-- Begin --
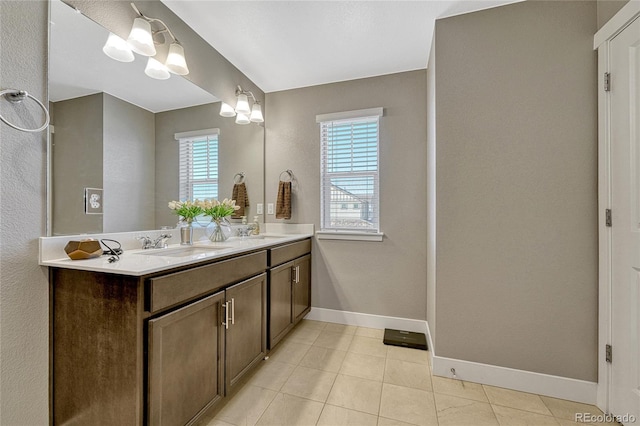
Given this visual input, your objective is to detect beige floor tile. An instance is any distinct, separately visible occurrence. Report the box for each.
[431,376,489,402]
[356,327,384,341]
[281,366,336,402]
[269,340,311,365]
[257,393,324,426]
[286,327,322,345]
[380,383,438,426]
[248,358,295,391]
[483,385,552,416]
[300,346,347,373]
[324,322,358,335]
[349,335,389,358]
[555,417,620,426]
[378,417,414,426]
[340,352,385,382]
[318,404,378,426]
[313,330,353,351]
[384,358,433,391]
[540,396,602,421]
[435,394,498,426]
[327,374,382,414]
[207,419,235,426]
[214,385,278,426]
[387,346,429,364]
[493,405,559,426]
[296,320,328,330]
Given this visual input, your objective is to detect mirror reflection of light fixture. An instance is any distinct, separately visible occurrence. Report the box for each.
[127,16,156,56]
[102,33,135,62]
[220,86,264,124]
[236,112,251,124]
[220,102,236,117]
[102,3,189,80]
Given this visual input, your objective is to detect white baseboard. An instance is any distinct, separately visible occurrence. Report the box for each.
[305,308,598,404]
[431,356,598,405]
[305,308,427,333]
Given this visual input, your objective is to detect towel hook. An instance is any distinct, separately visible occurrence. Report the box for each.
[278,169,293,182]
[0,89,49,133]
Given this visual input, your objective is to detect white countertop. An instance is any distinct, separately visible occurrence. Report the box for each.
[40,225,313,276]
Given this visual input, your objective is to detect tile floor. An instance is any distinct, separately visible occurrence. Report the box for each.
[202,320,612,426]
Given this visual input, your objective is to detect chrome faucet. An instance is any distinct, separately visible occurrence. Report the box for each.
[136,234,171,250]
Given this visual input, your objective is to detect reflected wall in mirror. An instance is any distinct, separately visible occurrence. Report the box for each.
[48,0,264,235]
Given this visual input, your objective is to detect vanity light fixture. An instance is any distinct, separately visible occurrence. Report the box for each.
[102,3,189,80]
[220,86,264,124]
[102,33,135,62]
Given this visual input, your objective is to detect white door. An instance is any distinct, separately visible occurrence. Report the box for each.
[609,15,640,423]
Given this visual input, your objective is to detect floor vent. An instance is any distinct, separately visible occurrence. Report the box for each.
[382,328,427,351]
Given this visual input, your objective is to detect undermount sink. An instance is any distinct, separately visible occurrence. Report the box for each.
[136,246,231,257]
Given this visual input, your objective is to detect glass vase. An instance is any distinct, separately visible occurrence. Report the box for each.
[180,219,193,246]
[207,217,231,243]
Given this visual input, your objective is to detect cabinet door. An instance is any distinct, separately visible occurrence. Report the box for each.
[226,274,267,393]
[269,262,293,349]
[293,255,311,322]
[147,292,224,426]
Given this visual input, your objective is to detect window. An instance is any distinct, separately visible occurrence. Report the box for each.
[316,108,382,233]
[175,129,220,200]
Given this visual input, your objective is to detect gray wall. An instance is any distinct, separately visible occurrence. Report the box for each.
[102,93,156,232]
[155,102,264,227]
[598,0,629,28]
[50,93,104,235]
[265,70,427,320]
[431,1,598,381]
[0,0,49,425]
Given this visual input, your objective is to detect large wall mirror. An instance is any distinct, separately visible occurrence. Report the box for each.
[47,0,264,235]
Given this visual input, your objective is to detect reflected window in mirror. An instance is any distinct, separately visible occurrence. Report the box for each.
[176,129,220,201]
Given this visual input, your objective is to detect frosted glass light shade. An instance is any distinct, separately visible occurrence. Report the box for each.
[127,18,156,56]
[236,94,251,115]
[102,33,135,62]
[144,58,171,80]
[164,42,189,75]
[220,102,236,117]
[249,102,264,123]
[236,112,251,124]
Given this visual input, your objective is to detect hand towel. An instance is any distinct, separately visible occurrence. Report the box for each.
[276,181,291,219]
[231,182,249,219]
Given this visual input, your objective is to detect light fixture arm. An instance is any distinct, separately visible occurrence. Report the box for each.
[131,2,180,44]
[236,85,260,104]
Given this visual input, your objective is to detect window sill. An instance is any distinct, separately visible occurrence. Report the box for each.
[316,231,384,241]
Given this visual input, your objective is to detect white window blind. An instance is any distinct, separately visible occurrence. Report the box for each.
[317,108,382,232]
[176,129,219,200]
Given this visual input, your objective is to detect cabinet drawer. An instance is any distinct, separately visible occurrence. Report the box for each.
[149,251,267,312]
[269,239,311,266]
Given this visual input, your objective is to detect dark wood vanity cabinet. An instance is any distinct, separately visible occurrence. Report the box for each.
[147,291,225,425]
[269,240,311,349]
[49,239,311,426]
[224,274,267,393]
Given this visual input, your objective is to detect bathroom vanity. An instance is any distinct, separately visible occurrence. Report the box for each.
[41,234,311,425]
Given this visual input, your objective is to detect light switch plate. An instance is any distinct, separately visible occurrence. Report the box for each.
[84,188,104,214]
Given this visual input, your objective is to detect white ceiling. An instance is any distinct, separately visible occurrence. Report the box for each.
[162,0,519,92]
[49,0,218,113]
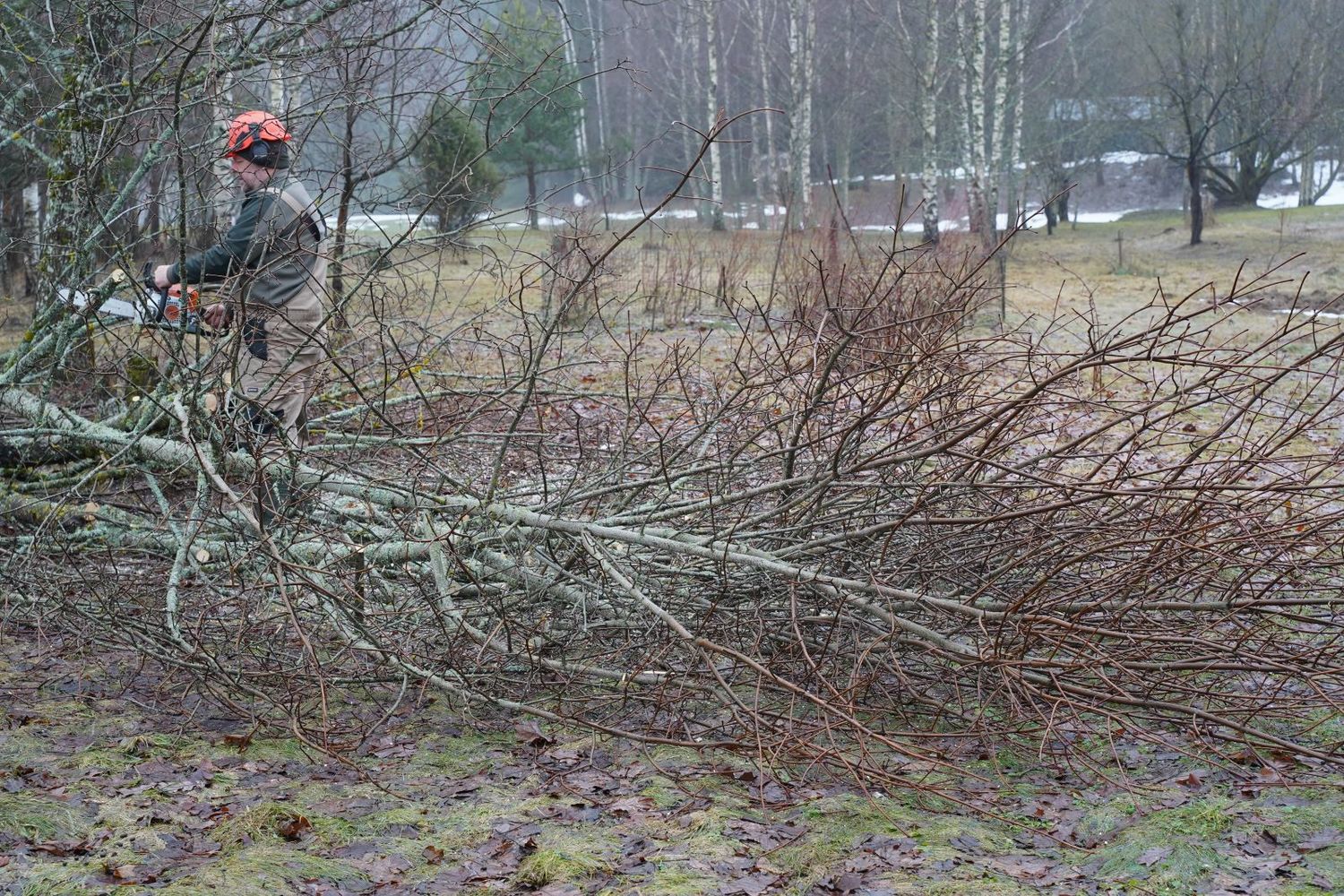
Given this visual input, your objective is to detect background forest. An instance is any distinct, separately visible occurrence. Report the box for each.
[0,0,1344,896]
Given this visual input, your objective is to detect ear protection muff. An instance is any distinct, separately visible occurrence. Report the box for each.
[225,110,290,168]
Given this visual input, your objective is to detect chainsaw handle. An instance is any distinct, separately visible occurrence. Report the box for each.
[140,261,168,323]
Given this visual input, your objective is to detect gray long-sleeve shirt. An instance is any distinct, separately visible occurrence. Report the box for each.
[168,180,322,307]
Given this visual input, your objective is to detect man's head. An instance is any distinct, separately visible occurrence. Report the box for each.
[225,111,290,173]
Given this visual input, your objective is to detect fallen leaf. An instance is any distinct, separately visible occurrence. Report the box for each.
[513,721,556,747]
[607,797,658,817]
[276,813,314,841]
[1297,828,1344,853]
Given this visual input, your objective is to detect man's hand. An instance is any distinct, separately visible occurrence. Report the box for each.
[201,302,230,329]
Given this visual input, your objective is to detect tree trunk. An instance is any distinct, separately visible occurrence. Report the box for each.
[703,0,723,229]
[331,103,359,329]
[961,0,994,246]
[556,0,593,187]
[919,0,938,245]
[752,1,777,229]
[1297,146,1316,205]
[1185,156,1204,246]
[788,0,817,228]
[527,159,542,229]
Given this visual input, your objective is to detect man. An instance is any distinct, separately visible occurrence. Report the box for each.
[153,111,327,519]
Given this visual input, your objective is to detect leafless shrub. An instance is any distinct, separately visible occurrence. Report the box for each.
[0,117,1344,788]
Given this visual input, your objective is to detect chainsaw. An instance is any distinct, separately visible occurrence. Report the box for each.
[59,262,202,333]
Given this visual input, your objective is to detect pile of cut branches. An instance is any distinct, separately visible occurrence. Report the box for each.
[0,201,1344,788]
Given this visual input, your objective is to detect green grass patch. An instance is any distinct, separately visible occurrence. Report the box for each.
[0,793,89,842]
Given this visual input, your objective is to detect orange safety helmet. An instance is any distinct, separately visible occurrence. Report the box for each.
[225,110,290,168]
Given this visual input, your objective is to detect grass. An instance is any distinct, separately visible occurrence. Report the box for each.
[0,791,89,841]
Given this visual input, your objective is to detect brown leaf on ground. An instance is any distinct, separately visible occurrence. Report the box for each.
[988,856,1059,880]
[276,813,314,841]
[1297,828,1344,853]
[607,797,658,818]
[513,720,556,747]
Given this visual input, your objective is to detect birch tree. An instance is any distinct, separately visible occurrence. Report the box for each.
[788,0,817,228]
[701,0,725,229]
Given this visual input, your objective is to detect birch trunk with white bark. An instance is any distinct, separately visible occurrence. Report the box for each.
[788,0,817,228]
[919,0,940,245]
[703,0,723,229]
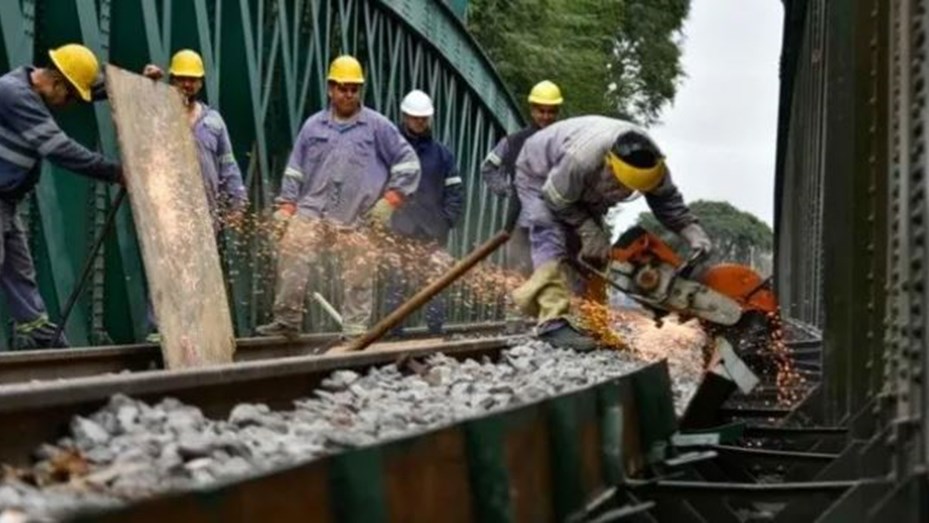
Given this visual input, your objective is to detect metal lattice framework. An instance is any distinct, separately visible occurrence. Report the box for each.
[0,0,522,346]
[777,0,929,521]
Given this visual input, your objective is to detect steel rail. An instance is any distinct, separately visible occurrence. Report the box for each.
[0,337,512,465]
[0,322,505,386]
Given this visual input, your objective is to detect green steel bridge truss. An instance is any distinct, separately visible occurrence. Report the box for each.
[0,0,523,350]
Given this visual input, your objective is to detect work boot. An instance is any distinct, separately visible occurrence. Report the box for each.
[13,315,69,350]
[255,320,300,339]
[536,322,599,352]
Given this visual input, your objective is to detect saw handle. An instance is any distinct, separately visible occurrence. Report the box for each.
[671,249,710,282]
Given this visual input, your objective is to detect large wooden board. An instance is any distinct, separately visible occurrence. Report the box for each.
[106,66,235,369]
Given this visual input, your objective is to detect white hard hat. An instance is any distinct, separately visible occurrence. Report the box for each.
[400,89,435,117]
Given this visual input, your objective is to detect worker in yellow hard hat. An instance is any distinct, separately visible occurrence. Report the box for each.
[257,55,420,338]
[481,80,564,331]
[513,116,712,350]
[142,49,248,343]
[0,44,149,348]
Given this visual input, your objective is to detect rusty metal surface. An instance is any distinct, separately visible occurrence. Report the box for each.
[0,337,509,464]
[0,322,505,387]
[106,65,235,369]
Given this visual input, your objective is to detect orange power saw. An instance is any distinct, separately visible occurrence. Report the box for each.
[579,226,778,427]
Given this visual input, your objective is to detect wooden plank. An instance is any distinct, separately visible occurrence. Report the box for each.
[106,65,235,369]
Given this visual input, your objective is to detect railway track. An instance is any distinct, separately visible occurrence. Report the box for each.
[0,322,505,387]
[0,337,511,465]
[0,324,828,522]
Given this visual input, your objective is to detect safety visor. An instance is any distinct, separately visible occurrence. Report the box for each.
[606,152,666,192]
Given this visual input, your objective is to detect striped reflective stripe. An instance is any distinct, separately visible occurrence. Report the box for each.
[23,119,61,142]
[0,125,32,149]
[39,131,68,156]
[0,144,36,169]
[542,179,573,208]
[284,167,303,181]
[390,162,419,173]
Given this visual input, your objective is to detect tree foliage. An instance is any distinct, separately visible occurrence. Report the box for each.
[468,0,690,124]
[637,200,774,265]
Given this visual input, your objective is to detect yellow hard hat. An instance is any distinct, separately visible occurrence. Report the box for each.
[606,151,665,192]
[326,54,364,84]
[48,44,100,102]
[168,49,206,78]
[529,80,564,105]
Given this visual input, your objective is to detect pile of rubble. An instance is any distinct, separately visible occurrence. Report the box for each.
[0,328,698,523]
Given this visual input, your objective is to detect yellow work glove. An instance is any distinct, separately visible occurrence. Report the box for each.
[368,191,403,229]
[271,203,297,223]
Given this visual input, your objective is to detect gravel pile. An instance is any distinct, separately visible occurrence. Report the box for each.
[0,334,696,523]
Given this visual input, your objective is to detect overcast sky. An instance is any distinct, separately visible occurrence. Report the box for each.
[617,0,783,232]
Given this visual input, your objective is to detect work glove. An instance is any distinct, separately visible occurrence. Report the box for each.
[367,191,403,229]
[224,209,245,231]
[577,220,610,267]
[271,203,297,224]
[678,222,713,255]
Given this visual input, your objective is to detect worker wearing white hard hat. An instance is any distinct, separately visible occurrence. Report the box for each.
[386,89,464,335]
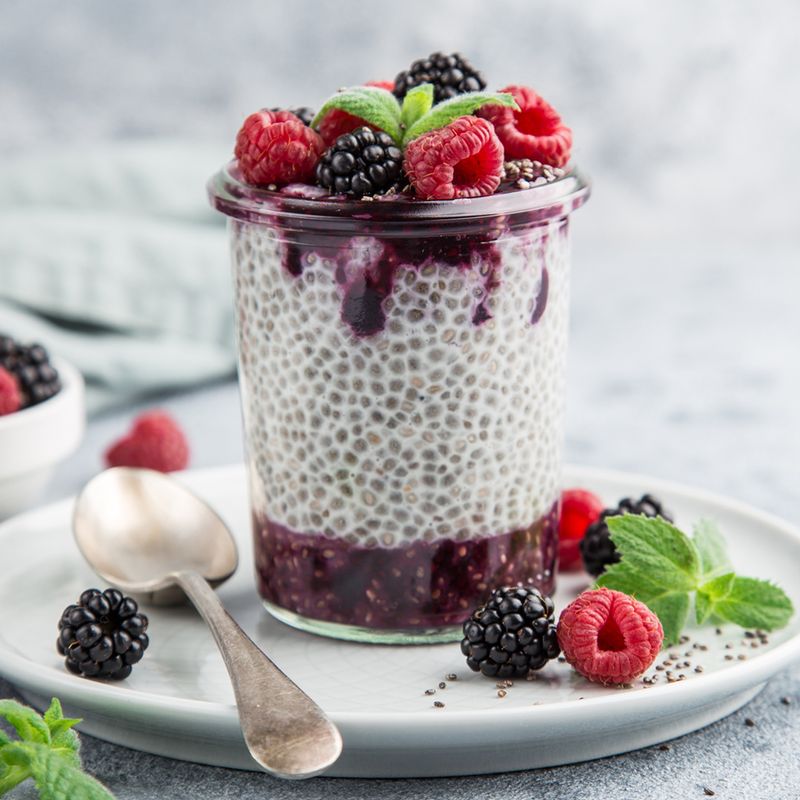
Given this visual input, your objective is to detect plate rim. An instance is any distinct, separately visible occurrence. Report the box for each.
[0,463,800,733]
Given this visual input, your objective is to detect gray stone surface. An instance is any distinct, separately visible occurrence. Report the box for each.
[0,0,800,800]
[0,234,800,800]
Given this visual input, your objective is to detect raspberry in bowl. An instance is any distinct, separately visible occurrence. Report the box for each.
[209,54,588,642]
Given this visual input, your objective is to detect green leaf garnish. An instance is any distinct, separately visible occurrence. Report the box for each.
[597,514,700,643]
[695,572,736,625]
[712,575,794,631]
[692,519,733,578]
[403,92,519,145]
[597,514,794,645]
[0,698,114,800]
[400,83,433,130]
[311,86,403,144]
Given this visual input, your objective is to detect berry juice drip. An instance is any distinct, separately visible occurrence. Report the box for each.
[281,206,549,337]
[253,505,558,629]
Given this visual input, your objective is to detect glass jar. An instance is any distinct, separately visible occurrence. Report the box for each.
[209,165,588,642]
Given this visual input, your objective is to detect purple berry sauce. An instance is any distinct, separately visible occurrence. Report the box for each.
[253,504,558,631]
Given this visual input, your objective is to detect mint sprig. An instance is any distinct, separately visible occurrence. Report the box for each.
[311,83,518,147]
[0,698,114,800]
[597,514,794,645]
[400,83,433,130]
[403,92,519,145]
[311,86,403,144]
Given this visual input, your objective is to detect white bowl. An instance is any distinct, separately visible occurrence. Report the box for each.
[0,359,86,520]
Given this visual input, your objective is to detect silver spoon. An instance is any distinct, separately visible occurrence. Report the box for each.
[73,467,342,778]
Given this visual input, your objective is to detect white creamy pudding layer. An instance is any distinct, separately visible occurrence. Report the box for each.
[231,219,569,547]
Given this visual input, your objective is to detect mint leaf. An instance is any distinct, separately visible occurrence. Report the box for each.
[311,86,403,144]
[0,698,114,800]
[43,697,80,765]
[19,744,114,800]
[597,514,700,645]
[400,83,433,129]
[595,558,689,645]
[403,92,519,144]
[606,514,700,592]
[713,575,794,631]
[0,763,31,797]
[694,572,736,625]
[692,519,733,578]
[0,700,50,744]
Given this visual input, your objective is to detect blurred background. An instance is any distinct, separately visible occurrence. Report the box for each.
[0,0,800,521]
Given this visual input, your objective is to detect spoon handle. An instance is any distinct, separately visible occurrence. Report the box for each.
[175,572,342,778]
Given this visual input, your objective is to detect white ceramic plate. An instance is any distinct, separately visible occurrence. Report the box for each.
[0,466,800,777]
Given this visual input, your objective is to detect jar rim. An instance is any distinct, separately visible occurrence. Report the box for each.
[207,160,590,225]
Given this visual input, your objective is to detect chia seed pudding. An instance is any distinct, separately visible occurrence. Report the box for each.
[209,164,588,641]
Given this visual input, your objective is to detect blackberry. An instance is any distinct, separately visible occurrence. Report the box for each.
[580,494,672,577]
[461,586,561,678]
[56,589,150,681]
[317,128,403,197]
[0,335,61,408]
[269,106,317,128]
[394,53,486,103]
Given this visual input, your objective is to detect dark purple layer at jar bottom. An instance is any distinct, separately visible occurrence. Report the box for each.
[253,505,558,630]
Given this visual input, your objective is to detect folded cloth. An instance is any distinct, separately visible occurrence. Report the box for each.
[0,142,235,410]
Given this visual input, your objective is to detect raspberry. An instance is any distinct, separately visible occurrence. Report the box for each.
[234,111,325,186]
[106,411,189,472]
[557,589,664,684]
[0,367,22,417]
[476,86,572,167]
[558,489,603,572]
[317,81,394,147]
[405,117,503,200]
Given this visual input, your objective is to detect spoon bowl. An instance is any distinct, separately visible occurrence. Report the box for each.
[73,467,239,603]
[72,467,342,779]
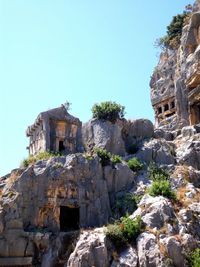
-- End --
▶ _Written problem_:
Give the lines from the one containing "Given this visual input, your objective is to detect mint sprig." through the one containing "[0,359,86,520]", inclusive, again with "white bowl" changed to "ceramic bowl" and nothing else altered.

▶ _Full solution_:
Given this visual input, your objective is to detect mint sprig. An instance is any distinct, separately visible occurrence. Report the box for each.
[311,83,518,147]
[0,698,114,800]
[597,514,794,645]
[400,83,433,130]
[403,92,519,145]
[311,86,403,144]
Given this visual input, your objective is to detect ceramic bowl. An instance is any distinct, separately visible occurrence. Report the box for each.
[0,359,86,520]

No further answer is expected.